__WORK TASK__:
In the pcap-ng mailing-list message below, transcribe the passage starting at "That's somewhat implicit" and ending at "options after it.".
##### TEXT SEGMENT
[pcap-ng-format] TODO in pcap-ng specifications

Guy Harris guy at alum.mit.edu
Tue Jul 24 19:45:37 PDT 2012


On Jul 24, 2012, at 6:49 AM, Jasper Bongertz wrote:

> I've just spent a little time in the specs and searched for all TODOs to
> see what can be done about them. I have created a text document with my
> thoughts, and maybe some of you can take a look at it and we can start a
> discussion about it to get things going.

	...

> Text: "TODO: mention for each option, if it can/shouldn't appear more than one time. The option list is terminated by a Option which uses the special 'End of Option' code (opt_endofopt)."
> 
> Options appearing more than once make the file parsing process more difficult since you can't assume that there will be only one value (or none at all) for each option, but on the other hand it gives greater flexibility, e.g. to store multiple comments in case a file was processed etc. This may be a way to get around adding more option fields each time someone needs to store additional information by just adding them. 
> A problem might be that we will have to force writing options in the same order as they were read to prevent something like sequential comments getting out of order after writing the file again.
> 
> The TODO asks for each option if they can appear multiple times, so here are my suggestions:
> 
> opt_endofopt			only once, if at all

That's somewhat implicit - if opt_endofopt is the end of the options, there are no options after it, which means there are no opt_endofopt options after it.

> opt_comment			multiple

Yes.
##########
##### DATA SEGMENT
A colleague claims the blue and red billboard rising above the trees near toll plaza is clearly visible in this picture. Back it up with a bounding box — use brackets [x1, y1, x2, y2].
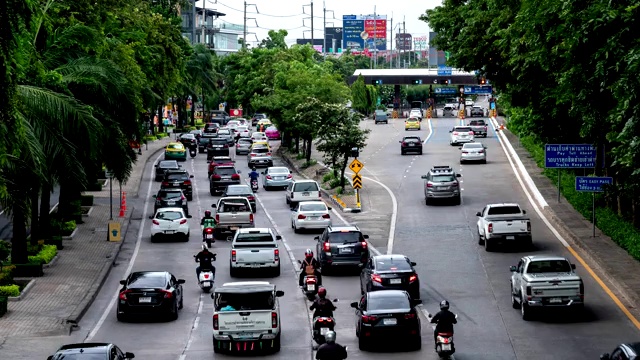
##########
__YOUR RESPONSE__:
That's somewhat implicit - if opt_endofopt is the end of the options, there are no options after it, which means there are no opt_endofopt options after it.